Give the material from the line containing "tag=orange reflective stripe action=locate" through the line containing "[333,321,404,353]", inclusive, as a JSON list of strings with one string per line and no blank lines. Leave the pictures out of the answer.

[Stored records]
[BEGIN]

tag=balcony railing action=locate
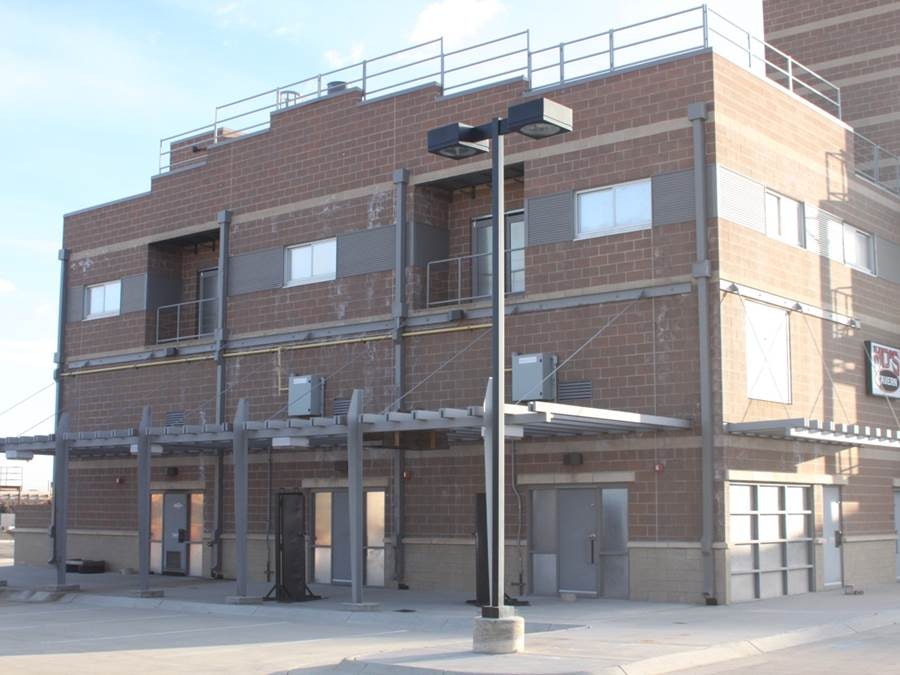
[156,298,219,344]
[425,248,525,307]
[159,5,900,195]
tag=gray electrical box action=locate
[288,375,325,417]
[512,352,556,401]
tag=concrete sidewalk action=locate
[0,566,900,675]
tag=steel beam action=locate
[347,389,365,605]
[52,413,70,586]
[232,399,249,598]
[137,406,151,593]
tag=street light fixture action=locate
[428,98,572,640]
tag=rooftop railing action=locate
[159,5,896,195]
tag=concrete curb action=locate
[336,610,900,675]
[0,589,582,633]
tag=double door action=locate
[150,492,203,577]
[531,487,628,598]
[313,490,385,586]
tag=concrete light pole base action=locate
[472,616,525,654]
[225,595,263,605]
[133,588,166,598]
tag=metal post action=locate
[50,248,69,562]
[703,5,709,49]
[137,406,151,594]
[347,389,365,605]
[53,413,69,587]
[608,29,616,70]
[232,399,249,598]
[210,209,232,578]
[688,103,716,604]
[441,35,444,94]
[559,42,566,84]
[482,118,509,618]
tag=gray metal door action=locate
[822,485,844,586]
[163,492,189,574]
[894,492,900,580]
[600,488,628,598]
[559,488,599,595]
[197,269,219,335]
[331,490,351,584]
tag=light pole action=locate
[428,98,572,651]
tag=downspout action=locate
[210,210,231,579]
[48,248,69,563]
[391,169,409,587]
[688,102,718,605]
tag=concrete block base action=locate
[472,616,525,654]
[132,588,166,598]
[35,584,81,593]
[341,602,381,612]
[225,595,263,605]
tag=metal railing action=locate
[159,5,900,197]
[0,466,23,490]
[853,132,900,196]
[156,298,219,344]
[425,248,525,307]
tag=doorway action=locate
[531,487,628,598]
[313,490,385,586]
[197,267,219,335]
[822,485,844,587]
[150,491,204,577]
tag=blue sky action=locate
[0,0,762,488]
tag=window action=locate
[285,239,337,286]
[576,179,652,238]
[84,281,122,319]
[766,190,803,246]
[844,223,875,274]
[745,302,791,403]
[472,212,525,298]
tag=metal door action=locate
[559,488,599,595]
[163,492,188,574]
[822,485,844,586]
[331,490,351,584]
[197,268,219,335]
[894,492,900,580]
[600,488,628,598]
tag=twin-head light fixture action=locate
[428,98,572,159]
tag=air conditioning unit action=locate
[288,375,325,417]
[512,352,557,401]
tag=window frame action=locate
[763,188,806,248]
[283,237,337,288]
[83,279,122,321]
[575,177,653,241]
[842,221,877,276]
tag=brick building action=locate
[2,1,900,602]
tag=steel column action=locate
[210,210,231,578]
[347,389,365,604]
[137,406,151,592]
[232,399,249,598]
[688,103,716,604]
[482,118,506,617]
[53,413,69,586]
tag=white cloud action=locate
[322,42,366,68]
[410,0,506,47]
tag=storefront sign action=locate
[866,342,900,398]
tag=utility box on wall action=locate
[512,352,556,401]
[288,375,325,417]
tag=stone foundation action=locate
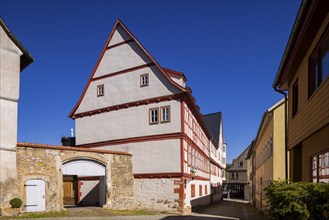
[17,145,134,211]
[135,178,180,212]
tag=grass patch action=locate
[108,209,156,215]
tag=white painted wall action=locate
[135,178,179,211]
[0,26,22,208]
[94,41,151,77]
[108,25,131,46]
[101,139,181,174]
[75,100,181,145]
[63,160,105,176]
[185,180,211,207]
[76,66,178,113]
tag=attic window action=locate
[140,74,149,87]
[97,84,104,97]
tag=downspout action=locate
[273,87,288,180]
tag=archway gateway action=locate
[63,159,106,207]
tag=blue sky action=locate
[0,0,300,162]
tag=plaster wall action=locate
[273,103,286,180]
[135,178,179,212]
[102,139,181,174]
[17,147,134,211]
[107,25,132,46]
[79,180,100,206]
[0,26,22,209]
[75,100,180,145]
[0,100,17,151]
[76,66,178,113]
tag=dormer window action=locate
[97,84,104,97]
[140,74,149,87]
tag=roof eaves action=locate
[0,17,34,72]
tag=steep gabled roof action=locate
[203,112,222,146]
[69,19,186,119]
[226,144,252,172]
[272,0,329,90]
[0,17,34,72]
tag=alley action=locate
[14,201,269,220]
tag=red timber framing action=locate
[69,19,186,119]
[72,93,184,119]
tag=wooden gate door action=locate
[63,176,78,205]
[25,180,46,212]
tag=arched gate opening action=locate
[63,159,106,207]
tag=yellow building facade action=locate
[251,100,285,211]
[273,0,329,183]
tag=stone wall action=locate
[17,148,63,211]
[108,155,134,209]
[17,145,134,211]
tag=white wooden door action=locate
[25,180,46,212]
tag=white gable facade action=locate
[70,20,225,212]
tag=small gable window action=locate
[149,108,159,124]
[161,106,170,123]
[97,84,104,97]
[140,74,149,87]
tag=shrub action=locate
[9,198,22,208]
[265,181,329,219]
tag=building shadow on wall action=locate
[78,183,99,206]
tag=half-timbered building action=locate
[69,20,226,212]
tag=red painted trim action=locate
[134,172,183,179]
[71,93,183,119]
[134,172,209,180]
[180,138,184,173]
[119,20,186,91]
[91,63,155,81]
[78,176,100,181]
[107,39,134,50]
[69,19,186,118]
[162,67,187,82]
[69,19,121,118]
[78,132,183,149]
[16,142,132,156]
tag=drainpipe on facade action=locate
[209,138,214,203]
[274,87,289,181]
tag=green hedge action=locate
[265,181,329,219]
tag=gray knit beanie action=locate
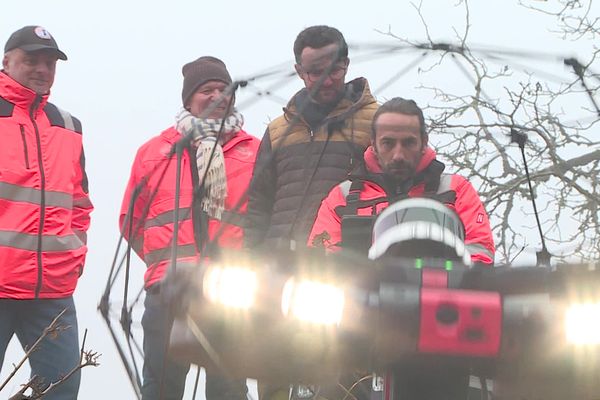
[181,56,231,107]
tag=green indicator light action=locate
[444,260,452,271]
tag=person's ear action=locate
[294,64,304,80]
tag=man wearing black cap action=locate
[0,26,93,400]
[120,56,259,400]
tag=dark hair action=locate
[371,97,427,140]
[294,25,348,64]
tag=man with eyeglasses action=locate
[245,25,377,256]
[244,26,378,400]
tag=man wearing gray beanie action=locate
[120,56,260,400]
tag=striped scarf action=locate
[175,109,244,219]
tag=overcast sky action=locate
[0,0,592,400]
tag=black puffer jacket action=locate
[245,78,378,249]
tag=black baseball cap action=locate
[4,25,67,60]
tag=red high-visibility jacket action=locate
[0,72,93,299]
[119,127,260,287]
[308,147,495,264]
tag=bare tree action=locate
[386,0,600,262]
[0,309,100,400]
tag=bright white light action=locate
[565,303,600,345]
[281,278,344,325]
[203,267,258,309]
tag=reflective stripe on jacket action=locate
[0,72,93,299]
[119,127,260,287]
[308,147,495,264]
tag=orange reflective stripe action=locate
[465,243,494,260]
[144,244,197,267]
[0,182,73,206]
[0,231,84,251]
[144,207,191,229]
[72,197,93,208]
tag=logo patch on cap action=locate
[33,26,52,39]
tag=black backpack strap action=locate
[335,179,388,218]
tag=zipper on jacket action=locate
[29,95,46,299]
[19,124,29,169]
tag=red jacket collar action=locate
[364,146,435,174]
[0,71,50,110]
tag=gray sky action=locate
[0,0,592,399]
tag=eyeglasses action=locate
[304,65,348,82]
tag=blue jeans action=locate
[0,297,81,400]
[142,291,248,400]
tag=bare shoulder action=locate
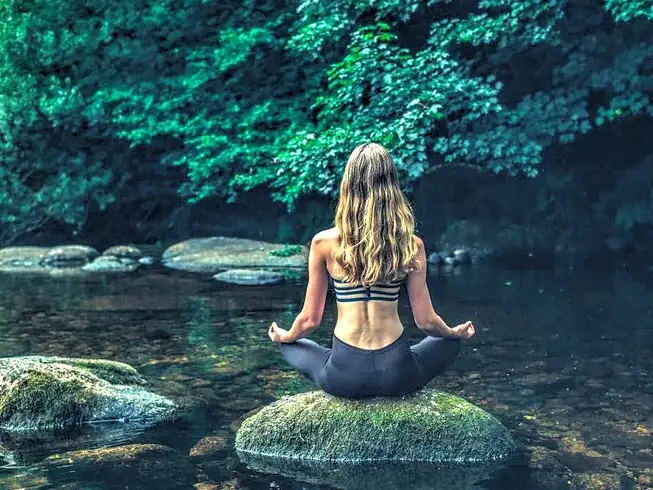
[311,228,339,255]
[311,228,340,244]
[413,235,424,252]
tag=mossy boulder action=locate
[236,389,515,464]
[0,356,175,431]
[162,236,308,274]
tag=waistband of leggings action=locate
[333,330,406,355]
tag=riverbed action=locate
[0,267,653,490]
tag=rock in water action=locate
[82,255,140,273]
[162,236,308,274]
[236,389,515,464]
[42,444,199,490]
[0,356,175,431]
[213,269,284,286]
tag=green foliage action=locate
[0,0,653,241]
[605,0,653,22]
[228,0,653,208]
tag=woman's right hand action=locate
[451,321,476,340]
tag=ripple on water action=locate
[0,268,653,490]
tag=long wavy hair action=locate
[333,143,417,285]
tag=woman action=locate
[268,143,475,399]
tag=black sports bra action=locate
[331,278,403,303]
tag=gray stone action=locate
[162,236,308,274]
[43,245,100,267]
[426,252,444,265]
[82,255,140,272]
[102,245,143,261]
[236,389,515,464]
[39,444,200,490]
[213,269,284,286]
[0,356,175,431]
[0,247,50,272]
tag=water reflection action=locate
[0,268,653,490]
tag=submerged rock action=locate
[241,455,499,490]
[102,245,143,262]
[0,356,175,431]
[213,269,284,286]
[43,245,100,267]
[0,245,93,276]
[40,444,200,490]
[0,247,50,272]
[236,389,515,464]
[82,255,140,272]
[163,236,308,274]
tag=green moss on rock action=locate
[0,356,175,431]
[236,390,514,463]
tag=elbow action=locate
[297,314,322,334]
[413,311,438,332]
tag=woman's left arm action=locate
[268,233,329,343]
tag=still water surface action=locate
[0,268,653,490]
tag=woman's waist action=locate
[333,321,404,353]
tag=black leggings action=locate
[280,332,460,398]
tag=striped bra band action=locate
[331,278,401,303]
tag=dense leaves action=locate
[0,0,653,241]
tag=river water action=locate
[0,267,653,490]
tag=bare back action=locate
[320,228,404,349]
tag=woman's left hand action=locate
[268,322,288,342]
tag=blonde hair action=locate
[333,143,417,285]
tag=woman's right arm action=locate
[406,237,473,338]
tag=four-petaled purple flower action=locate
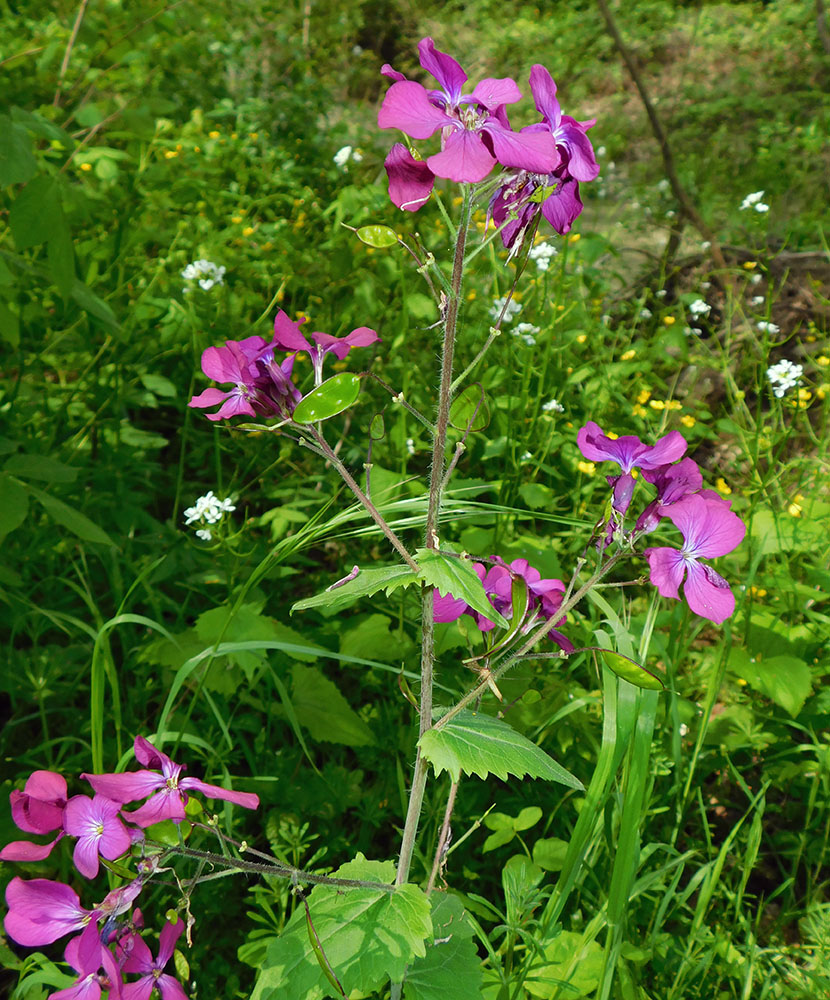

[END]

REPLY TO THE EXERCISE ::
[
  "tag=orange reflective stripe action=locate",
  "[465,243,494,260]",
  "[144,244,197,267]",
  "[0,182,73,206]",
  "[0,231,84,251]",
  "[144,207,191,229]",
  "[72,197,93,208]",
  "tag=logo patch on cap action=locate",
  "[33,26,52,39]",
  "tag=black backpack strap action=locate",
  "[335,179,388,218]",
  "tag=zipper on jacket action=locate",
  "[29,95,46,299]",
  "[19,124,29,169]",
  "tag=red jacket collar action=locate",
  "[364,146,435,174]",
  "[0,71,50,110]",
  "tag=gray sky action=locate",
  "[0,0,592,399]",
  "tag=eyeglasses action=locate",
  "[304,65,348,82]",
  "tag=blue jeans action=locate",
  "[0,297,81,400]",
  "[142,291,248,400]",
  "tag=bare shoulder action=locate",
  "[311,228,339,255]",
  "[311,228,340,244]",
  "[413,235,424,252]",
  "tag=mossy boulder action=locate",
  "[236,389,515,464]",
  "[0,356,175,431]",
  "[162,236,308,274]",
  "tag=waistband of leggings action=locate",
  "[333,330,406,355]",
  "tag=riverbed action=locate",
  "[0,267,653,490]",
  "tag=rock in water action=locate",
  "[82,255,140,273]",
  "[162,236,308,274]",
  "[236,389,515,464]",
  "[42,444,199,490]",
  "[0,356,175,431]",
  "[213,269,284,286]",
  "tag=green foliage action=locate",
  "[0,0,653,241]",
  "[605,0,653,22]",
  "[228,0,653,208]",
  "tag=woman's right hand action=locate",
  "[451,321,476,340]",
  "tag=ripple on water action=locate",
  "[0,268,653,490]",
  "tag=long wavy hair action=locate",
  "[333,143,417,285]",
  "tag=woman action=locate",
  "[268,143,475,399]",
  "tag=black sports bra action=locate",
  "[331,278,403,303]",
  "tag=gray stone action=locate",
  "[162,236,308,274]",
  "[43,245,100,267]",
  "[426,252,444,265]",
  "[82,255,140,272]",
  "[102,245,143,261]",
  "[236,389,515,464]",
  "[39,444,200,490]",
  "[213,269,284,286]",
  "[0,356,175,431]",
  "[0,247,50,272]",
  "tag=water reflection action=locate",
  "[0,268,653,490]",
  "tag=submerged rock action=locate",
  "[241,455,499,490]",
  "[102,245,143,262]",
  "[0,356,175,431]",
  "[213,269,284,286]",
  "[43,245,100,267]",
  "[0,245,93,276]",
  "[40,444,200,490]",
  "[0,247,50,272]",
  "[236,389,515,464]",
  "[82,255,140,272]",
  "[163,236,308,274]",
  "tag=green moss on rock action=locate",
  "[0,356,175,431]",
  "[236,390,514,463]",
  "tag=elbow action=locate",
  "[297,314,322,334]",
  "[413,311,438,332]",
  "tag=woman's left arm action=locate",
  "[268,233,329,343]",
  "tag=still water surface action=locate",
  "[0,268,653,490]",
  "tag=woman's waist action=locate",
  "[333,321,404,353]"
]